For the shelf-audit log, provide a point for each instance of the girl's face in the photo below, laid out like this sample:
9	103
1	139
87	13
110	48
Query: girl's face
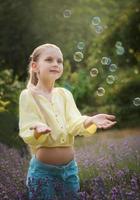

☆ ☆ ☆ ☆

Can you recast every line of the records above as a numbered list, skipping blank lines and leaving the pictures out?

1. For the shelf-audit log, provide a point for each instance of the girl's face in the photo below, laid out like this sample:
2. 9	103
3. 1	139
4. 87	13
5. 110	48
6. Query: girl's face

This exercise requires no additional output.